== TEXTAUSZUG ==

L8 Boden- und Verkehrsrecht
L8200 Bauordnung

Norm

B-VG Art18 Abs2
B-VG Art140 Abs1 / Präjudizialität
B-VG Art140 Abs1 / Prüfungsgegenstand
StGG Art5
Oö BauO §18 Abs4
Oö BauO §18 Abs7

Leitsatz

Aufhebung der in der Oö BauO gesetzten Frist für die Geltendmachung eines Zurückstellungsanspruchs nach Grundabtretung wegen Verletzung des Eigentumsrechts; keine Bedachtnahme auf den Zeitpunkt der Entstehung des Zurückstellungsanspruchs; keine Verfassungswidrigkeit der Anknüpfung der Regelung über die Zurückstellung an eine Änderung des Bebauungsplanes; verfassungsrechtliche Verpflichtung des Verordnungsgebers zur Beseitigung rechtswidriger Widmungen auch ohne ausdrückliche Erwähnung im Gesetz

Rechtssatz

Die Oberösterreichische Landesregierung als Vorstellungsbehörde hat den zu B332/93 angefochtenen Bescheid auch ausdrücklich und unmittelbar auf den Abs4 des §18 Oö BauO gestützt.

Die litb des §18 Abs4 Oö BauO setzt lediglich eine Frist, innerhalb der die Behörde dem früheren Grundeigentümer die Zurückstellung der Grundfläche anzubieten hat. Gegen diese Frist bestehen keinerlei verfassungsrechtliche Bedenken, sondern vielmehr gegen die (bereits) im Einleitungssatz des Abs4 als Bedingung für die Zurückstellung vorausgesetzte Änderung des Bebauungsplanes. Eine Aufhebung lediglich der litb würde bewirken, daß die Behörde dann, wenn die Verkehrsfläche noch nicht hergestellt wurde, mit ihrem Zurückstellungsanbot an keine Frist gebunden ist, im übrigen aber die für die Bescheiderlassung maßgebliche Rechtslage unverändert lassen.

Da der Rest des Abs4 des §18 Oö BauO, insbesondere dessen lita, vom Einleitungssatz sprachlich und inhaltlich nicht trennbar ist, ist der gesamte Abs4 präjudiziell.

Mit dem Entfall der - hier maßgeblichen - Verweisung auf den Abs4 (also mit der Aufhebung der Wendung "4,") in §18 Abs7 Oö BauO würde die hier beanstandete Verfassungswidrigkeit wegfallen.

===

• [AUFGABE 1] Tippe die Zeilen weiter unten vom Anfang bis einschließlich der Zeile mit "(374, 1201)" ab, ohne etwas daran zu ändern.

== VORLIEGENDE DATEN ==

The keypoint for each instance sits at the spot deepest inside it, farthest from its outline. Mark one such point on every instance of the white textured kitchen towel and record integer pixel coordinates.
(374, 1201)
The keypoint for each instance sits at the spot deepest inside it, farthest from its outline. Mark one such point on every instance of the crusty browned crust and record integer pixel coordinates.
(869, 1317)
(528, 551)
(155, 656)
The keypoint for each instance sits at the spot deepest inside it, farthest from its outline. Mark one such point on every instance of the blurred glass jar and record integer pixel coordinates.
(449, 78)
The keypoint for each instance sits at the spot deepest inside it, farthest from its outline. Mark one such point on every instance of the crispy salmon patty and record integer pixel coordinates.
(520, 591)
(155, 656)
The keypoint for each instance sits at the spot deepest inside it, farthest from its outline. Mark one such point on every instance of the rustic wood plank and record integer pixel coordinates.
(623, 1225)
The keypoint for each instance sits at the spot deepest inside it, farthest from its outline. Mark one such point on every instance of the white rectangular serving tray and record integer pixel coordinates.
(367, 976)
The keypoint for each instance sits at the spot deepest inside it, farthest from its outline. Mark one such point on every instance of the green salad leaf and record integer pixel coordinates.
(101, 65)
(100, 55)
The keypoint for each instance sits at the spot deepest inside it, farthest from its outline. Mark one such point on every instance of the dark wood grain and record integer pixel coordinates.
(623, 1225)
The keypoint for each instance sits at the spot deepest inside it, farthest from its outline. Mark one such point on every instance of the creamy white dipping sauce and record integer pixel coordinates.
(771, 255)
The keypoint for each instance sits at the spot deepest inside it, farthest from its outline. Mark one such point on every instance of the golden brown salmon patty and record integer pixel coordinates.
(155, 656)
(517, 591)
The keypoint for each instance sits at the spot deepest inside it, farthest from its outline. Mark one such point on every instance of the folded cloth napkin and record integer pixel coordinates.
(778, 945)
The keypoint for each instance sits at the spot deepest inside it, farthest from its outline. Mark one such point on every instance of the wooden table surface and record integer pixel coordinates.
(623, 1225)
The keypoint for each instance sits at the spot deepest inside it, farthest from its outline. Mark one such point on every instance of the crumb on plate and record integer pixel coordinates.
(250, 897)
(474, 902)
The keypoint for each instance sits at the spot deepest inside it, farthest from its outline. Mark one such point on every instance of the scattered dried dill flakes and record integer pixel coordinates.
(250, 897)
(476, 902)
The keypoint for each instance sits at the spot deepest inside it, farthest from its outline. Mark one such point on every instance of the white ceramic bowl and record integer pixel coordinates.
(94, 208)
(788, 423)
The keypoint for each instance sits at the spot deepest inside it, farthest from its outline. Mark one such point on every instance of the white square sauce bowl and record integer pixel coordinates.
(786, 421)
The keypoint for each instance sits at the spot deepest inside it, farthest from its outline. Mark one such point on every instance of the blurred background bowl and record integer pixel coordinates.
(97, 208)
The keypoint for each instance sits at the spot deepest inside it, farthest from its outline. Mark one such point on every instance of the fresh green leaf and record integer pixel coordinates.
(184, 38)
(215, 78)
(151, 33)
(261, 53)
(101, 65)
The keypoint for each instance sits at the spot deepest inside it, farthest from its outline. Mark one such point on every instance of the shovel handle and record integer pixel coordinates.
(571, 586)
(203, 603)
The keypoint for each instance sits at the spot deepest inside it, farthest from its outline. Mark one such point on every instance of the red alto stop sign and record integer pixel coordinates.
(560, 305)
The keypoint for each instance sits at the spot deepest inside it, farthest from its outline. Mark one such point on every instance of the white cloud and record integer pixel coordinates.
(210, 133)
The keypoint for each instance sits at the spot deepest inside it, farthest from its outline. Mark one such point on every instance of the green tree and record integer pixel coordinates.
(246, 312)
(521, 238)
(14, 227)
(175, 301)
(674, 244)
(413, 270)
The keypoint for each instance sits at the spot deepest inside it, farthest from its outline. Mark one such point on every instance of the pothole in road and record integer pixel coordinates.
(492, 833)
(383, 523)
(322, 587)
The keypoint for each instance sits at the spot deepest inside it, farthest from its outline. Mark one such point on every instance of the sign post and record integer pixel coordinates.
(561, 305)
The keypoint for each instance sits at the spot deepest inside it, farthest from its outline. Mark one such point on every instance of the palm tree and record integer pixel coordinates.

===

• [AUFGABE 2] Schreib den Textauszug oben zur Oberösterreichischen Bauordnung weiter, direkt im Anschluss an seinen letzten Satz.

• [ERGEBNIS 1]
The keypoint for each instance sits at the spot deepest inside it, farthest from its outline. Mark one such point on every instance of the white textured kitchen towel and record integer pixel coordinates.
(374, 1201)

• [ERGEBNIS 2]
Das Gesetzesprüfungsverfahren ist daher - weil insoweit auch die übrigen Prozeßvoraussetzungen vorliegen - hinsichtlich des Abs4 (aus Anlaß beider Beschwerdefälle) und hinsichtlich der Wendung "4," in Abs7 des §18 Oö BauO (aus Anlaß des Verfahrens B332/93) zulässig, im übrigen aber wegen Unzulässigkeit einzustellen.

§18 Abs4 Oö BauO wird nicht als verfassungswidrig aufgehoben.

Auf den Wegfall des öffentlichen Interesses an der Errichtung einer Verkehrsfläche ist mit einer entsprechenden Widmungsänderung zu reagieren; bei verfassungskonformer Interpretation der Voraussetzungen für die Änderungspflicht nach den raumordnungsrechtlichen Vorschriften ist der bei einem Unterbleiben der Änderung eintretende Verstoß gegen verfassungsgesetzlich gewährleistete Rechte (hier: das Eigentumsrecht) zu berücksichtigen.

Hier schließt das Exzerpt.